═════ Records shown

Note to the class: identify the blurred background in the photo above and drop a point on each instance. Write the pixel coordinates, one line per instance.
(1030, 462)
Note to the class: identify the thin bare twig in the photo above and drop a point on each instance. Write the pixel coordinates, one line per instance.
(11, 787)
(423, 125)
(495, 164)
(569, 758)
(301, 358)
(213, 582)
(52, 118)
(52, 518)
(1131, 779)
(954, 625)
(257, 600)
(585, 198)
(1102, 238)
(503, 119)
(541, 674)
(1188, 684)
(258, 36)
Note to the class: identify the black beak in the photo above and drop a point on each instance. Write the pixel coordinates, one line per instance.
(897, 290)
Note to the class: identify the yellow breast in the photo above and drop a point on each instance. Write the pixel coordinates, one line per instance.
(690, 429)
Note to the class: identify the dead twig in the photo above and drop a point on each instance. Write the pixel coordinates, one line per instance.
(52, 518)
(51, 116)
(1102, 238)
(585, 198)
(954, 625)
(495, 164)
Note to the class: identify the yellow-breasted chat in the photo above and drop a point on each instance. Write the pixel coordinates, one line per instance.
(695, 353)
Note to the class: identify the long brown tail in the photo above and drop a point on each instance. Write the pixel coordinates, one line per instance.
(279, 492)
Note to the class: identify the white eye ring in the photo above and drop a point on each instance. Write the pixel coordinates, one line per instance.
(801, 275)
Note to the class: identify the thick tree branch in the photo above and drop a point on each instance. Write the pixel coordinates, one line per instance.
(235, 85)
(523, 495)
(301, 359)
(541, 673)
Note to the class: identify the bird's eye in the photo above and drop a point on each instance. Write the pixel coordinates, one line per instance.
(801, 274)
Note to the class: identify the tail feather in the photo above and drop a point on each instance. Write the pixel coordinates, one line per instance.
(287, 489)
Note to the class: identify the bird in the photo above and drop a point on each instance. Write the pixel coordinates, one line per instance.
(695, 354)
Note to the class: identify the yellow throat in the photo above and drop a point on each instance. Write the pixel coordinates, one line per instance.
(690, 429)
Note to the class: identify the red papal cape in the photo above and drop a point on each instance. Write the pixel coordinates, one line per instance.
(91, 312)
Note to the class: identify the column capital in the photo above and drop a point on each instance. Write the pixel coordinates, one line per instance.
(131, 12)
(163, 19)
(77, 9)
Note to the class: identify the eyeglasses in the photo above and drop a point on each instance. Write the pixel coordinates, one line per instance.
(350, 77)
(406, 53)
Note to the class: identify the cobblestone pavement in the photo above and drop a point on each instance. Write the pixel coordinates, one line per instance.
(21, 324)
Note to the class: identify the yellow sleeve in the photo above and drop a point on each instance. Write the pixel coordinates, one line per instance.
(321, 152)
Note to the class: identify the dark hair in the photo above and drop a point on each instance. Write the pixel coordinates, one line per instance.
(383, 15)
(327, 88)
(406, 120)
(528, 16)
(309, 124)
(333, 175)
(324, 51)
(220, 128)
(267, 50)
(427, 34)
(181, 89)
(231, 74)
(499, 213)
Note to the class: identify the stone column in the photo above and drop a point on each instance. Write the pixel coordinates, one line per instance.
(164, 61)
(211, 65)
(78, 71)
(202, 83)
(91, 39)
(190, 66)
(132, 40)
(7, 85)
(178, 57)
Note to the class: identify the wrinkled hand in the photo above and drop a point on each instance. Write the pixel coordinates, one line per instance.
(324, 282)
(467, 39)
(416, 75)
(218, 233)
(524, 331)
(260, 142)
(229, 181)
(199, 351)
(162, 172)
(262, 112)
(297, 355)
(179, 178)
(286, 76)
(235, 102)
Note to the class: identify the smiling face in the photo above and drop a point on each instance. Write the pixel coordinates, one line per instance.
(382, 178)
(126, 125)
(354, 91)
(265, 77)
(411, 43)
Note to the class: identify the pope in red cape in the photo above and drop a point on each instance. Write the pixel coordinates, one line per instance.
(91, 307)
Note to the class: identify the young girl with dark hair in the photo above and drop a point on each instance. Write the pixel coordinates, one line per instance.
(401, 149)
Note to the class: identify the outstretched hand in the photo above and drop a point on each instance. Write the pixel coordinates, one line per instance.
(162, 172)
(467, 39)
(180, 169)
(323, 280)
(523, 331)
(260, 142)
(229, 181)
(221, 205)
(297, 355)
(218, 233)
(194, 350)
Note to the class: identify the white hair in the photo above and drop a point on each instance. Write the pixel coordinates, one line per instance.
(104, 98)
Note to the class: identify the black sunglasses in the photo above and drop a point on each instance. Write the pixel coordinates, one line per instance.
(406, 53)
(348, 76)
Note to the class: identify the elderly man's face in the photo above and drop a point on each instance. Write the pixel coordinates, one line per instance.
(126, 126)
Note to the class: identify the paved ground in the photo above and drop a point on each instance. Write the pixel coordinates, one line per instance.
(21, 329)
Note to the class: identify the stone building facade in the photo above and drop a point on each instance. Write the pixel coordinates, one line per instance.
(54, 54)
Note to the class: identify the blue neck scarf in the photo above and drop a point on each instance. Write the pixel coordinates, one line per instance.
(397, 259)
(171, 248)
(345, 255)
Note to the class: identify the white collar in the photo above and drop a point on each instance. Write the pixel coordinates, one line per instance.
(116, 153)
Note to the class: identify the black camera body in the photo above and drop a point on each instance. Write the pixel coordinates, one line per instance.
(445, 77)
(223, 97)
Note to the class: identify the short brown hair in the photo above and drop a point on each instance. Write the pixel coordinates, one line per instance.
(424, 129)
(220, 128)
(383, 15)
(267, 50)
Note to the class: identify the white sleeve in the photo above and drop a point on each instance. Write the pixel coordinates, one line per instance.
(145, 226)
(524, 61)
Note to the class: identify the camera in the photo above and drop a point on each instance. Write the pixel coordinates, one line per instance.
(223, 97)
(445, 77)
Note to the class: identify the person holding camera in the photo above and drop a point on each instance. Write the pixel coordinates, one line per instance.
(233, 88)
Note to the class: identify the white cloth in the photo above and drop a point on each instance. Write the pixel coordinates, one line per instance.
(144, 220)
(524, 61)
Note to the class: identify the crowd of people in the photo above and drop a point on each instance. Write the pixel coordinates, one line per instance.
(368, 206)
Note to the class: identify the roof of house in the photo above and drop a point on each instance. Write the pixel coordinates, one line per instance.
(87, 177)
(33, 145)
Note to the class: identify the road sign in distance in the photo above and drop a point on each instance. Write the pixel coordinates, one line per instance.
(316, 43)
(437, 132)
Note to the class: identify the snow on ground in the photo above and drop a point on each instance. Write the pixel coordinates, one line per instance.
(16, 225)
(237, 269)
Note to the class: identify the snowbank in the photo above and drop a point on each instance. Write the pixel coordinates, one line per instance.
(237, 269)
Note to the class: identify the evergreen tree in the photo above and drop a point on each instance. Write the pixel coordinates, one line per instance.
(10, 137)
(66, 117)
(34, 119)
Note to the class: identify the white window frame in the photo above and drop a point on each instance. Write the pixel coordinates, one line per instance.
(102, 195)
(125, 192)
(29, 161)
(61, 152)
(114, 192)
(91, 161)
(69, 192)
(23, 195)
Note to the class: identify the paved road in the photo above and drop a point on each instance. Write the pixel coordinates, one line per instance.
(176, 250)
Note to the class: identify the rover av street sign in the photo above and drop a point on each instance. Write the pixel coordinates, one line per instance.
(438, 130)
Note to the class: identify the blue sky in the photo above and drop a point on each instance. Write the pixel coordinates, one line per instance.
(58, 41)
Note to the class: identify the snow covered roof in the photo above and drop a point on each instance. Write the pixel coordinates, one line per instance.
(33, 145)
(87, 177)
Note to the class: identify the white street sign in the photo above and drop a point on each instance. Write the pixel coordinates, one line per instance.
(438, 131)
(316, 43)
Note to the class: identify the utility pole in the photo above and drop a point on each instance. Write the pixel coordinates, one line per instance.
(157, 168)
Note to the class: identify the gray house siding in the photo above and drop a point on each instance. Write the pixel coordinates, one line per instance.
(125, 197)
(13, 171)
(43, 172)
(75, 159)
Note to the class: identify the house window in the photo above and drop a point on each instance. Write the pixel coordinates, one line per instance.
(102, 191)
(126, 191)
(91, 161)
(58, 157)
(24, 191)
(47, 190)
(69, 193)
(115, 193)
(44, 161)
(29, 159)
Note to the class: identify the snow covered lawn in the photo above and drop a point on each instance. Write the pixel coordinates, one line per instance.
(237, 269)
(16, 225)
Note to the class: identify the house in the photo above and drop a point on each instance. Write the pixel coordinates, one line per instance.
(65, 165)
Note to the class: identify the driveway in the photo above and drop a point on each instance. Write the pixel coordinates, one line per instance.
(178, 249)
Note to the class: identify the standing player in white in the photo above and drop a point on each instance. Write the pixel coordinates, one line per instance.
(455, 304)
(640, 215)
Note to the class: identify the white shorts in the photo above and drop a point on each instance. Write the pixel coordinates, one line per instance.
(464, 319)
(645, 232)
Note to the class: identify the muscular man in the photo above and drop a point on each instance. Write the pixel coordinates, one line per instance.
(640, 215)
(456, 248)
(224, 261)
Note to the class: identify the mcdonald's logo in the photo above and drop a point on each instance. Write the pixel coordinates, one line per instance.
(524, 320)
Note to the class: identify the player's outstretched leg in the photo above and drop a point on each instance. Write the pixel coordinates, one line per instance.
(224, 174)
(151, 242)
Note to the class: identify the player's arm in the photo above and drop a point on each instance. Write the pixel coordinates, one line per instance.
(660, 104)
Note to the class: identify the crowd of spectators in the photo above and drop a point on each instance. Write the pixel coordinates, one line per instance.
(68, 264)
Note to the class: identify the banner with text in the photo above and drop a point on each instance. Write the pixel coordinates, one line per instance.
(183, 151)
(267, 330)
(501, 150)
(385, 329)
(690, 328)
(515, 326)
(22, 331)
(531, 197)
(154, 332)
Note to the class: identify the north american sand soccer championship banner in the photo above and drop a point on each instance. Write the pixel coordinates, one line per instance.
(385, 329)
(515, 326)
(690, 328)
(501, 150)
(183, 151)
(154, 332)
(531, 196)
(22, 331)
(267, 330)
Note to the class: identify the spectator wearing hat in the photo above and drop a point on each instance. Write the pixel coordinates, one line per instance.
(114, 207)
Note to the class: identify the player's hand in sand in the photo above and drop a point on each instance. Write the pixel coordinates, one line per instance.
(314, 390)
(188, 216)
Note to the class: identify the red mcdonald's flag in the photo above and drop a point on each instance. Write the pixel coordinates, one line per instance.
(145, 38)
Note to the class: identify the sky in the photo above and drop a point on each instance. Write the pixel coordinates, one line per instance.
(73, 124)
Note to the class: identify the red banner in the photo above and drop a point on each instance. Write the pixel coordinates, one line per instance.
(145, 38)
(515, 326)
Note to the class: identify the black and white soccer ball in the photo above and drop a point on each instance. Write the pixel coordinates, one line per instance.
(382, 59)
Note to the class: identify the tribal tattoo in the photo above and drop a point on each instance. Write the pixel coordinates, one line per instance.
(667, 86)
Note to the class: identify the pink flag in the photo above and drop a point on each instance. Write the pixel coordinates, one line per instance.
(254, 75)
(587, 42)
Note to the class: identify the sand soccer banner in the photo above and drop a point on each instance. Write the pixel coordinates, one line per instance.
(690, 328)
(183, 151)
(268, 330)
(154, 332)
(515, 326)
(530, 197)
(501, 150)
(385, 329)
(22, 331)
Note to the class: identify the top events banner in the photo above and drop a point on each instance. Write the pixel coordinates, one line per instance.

══════════

* Work required *
Your response should consist solely of the lines from the one containing "Note to the class: identify the pink" to the end of the entries, both ends included, exactly as they appear.

* Answer to this task *
Note to the class: identify the pink flag in the photo above and drop a point on each instance. Write the pixel coordinates, one line per instance.
(254, 75)
(587, 42)
Note to the class: identify the sand soccer banner in the photo above and drop a point on each instance. Write the pixel coordinates, one line per instance.
(690, 328)
(183, 151)
(268, 330)
(154, 332)
(515, 326)
(530, 197)
(501, 150)
(385, 329)
(22, 331)
Note to the class: identify the top events banner in the photo above and drop a point on each instance. Write the pixel coordinates, one line per instance.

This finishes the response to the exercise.